TASK: Change every "bounding box" to "rectangle" in the rows below and repeat them with nothing else altered.

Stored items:

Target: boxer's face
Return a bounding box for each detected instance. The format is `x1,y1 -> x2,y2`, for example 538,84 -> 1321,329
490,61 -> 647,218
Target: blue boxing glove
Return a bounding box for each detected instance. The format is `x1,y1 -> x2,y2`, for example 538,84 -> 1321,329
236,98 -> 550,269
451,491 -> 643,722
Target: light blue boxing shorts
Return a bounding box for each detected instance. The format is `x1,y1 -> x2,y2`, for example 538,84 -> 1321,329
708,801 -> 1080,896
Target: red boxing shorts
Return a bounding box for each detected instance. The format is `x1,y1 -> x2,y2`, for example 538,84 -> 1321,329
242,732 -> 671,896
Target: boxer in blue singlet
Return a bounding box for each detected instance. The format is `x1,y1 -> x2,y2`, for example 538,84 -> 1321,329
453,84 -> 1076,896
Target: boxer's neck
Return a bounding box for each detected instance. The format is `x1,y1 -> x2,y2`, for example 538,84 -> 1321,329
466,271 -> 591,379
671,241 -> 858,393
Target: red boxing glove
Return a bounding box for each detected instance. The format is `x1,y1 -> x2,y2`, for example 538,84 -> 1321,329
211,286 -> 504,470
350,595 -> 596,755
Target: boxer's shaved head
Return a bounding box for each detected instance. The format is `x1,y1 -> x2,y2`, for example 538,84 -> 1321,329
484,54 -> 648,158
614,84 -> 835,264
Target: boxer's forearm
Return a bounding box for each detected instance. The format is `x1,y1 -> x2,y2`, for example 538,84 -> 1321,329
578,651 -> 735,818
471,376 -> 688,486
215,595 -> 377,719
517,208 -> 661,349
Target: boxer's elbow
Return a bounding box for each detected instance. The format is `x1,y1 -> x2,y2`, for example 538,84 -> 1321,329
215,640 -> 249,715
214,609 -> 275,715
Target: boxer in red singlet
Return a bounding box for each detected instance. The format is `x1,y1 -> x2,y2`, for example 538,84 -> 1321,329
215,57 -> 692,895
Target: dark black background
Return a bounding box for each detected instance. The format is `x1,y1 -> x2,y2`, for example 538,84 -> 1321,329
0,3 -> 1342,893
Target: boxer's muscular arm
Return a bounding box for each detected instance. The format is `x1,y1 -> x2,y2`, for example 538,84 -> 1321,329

RESPONSE TO THIS EXERCISE:
Target: boxer's face
Return a rectangle for each detected instance. The format is `x1,y1 -> x2,y2`, for example 538,84 -> 1321,329
490,61 -> 647,218
Target: blue boxing glove
Return a rectangle for each detected instance. The format is `x1,y1 -> x2,y2`, for example 538,84 -> 1321,329
236,98 -> 550,269
451,491 -> 643,722
Target: light blue boxing shorts
Return a rectangle for each detected instance. The format is `x1,y1 -> x2,y2`, for example 538,84 -> 1321,329
708,801 -> 1080,896
Target: red boxing shorts
Return a rectangle for each detected instance. The format is `x1,y1 -> x2,y2`, for example 538,84 -> 1321,329
242,732 -> 671,896
Target: boxer in blue singlet
Return a rectangle for each detected instance. The format is `x1,y1 -> x2,y2`, for example 538,84 -> 1321,329
453,84 -> 1076,896
Target: boxer's neck
Return a rectangle for each detected instance. The format is `x1,y1 -> x2,y2`, for example 538,84 -> 1321,329
466,271 -> 591,379
671,241 -> 858,393
Target: red boxing glove
Return a rectangle for each detected instance. The format is `x1,y1 -> x2,y2`, for example 538,84 -> 1321,329
211,286 -> 504,470
350,595 -> 596,755
Target: boxer's shaved head
Return a rectangle for each detected instance. The format is `x1,y1 -> x2,y2`, for example 538,84 -> 1321,329
484,54 -> 648,158
614,84 -> 835,264
Target: boxer's forearm
Return a rectangle for each detected instance. The format is `x1,y1 -> x2,y2`, for example 538,84 -> 1321,329
578,651 -> 735,818
471,376 -> 688,486
215,595 -> 377,719
517,208 -> 661,349
Target: boxer's elbow
Return a rectangle for each detected instance. The format is `x1,y1 -> x2,y2`, for example 538,84 -> 1321,329
215,640 -> 249,715
214,609 -> 275,715
Target: boxer in red singlet
Return a rectangle for each detected instance. The format is `x1,y1 -> x2,y2`, for example 538,84 -> 1321,329
215,57 -> 692,895
Target: dark black background
Return a rectangle for each detected instance. The format is `x1,y1 -> x2,y2`, for example 538,84 -> 1321,329
0,3 -> 1342,893
Target: boxer's muscular arm
Return a rectangle for each detected instance. The format is `x1,y1 -> x2,y2`, for example 538,84 -> 1321,329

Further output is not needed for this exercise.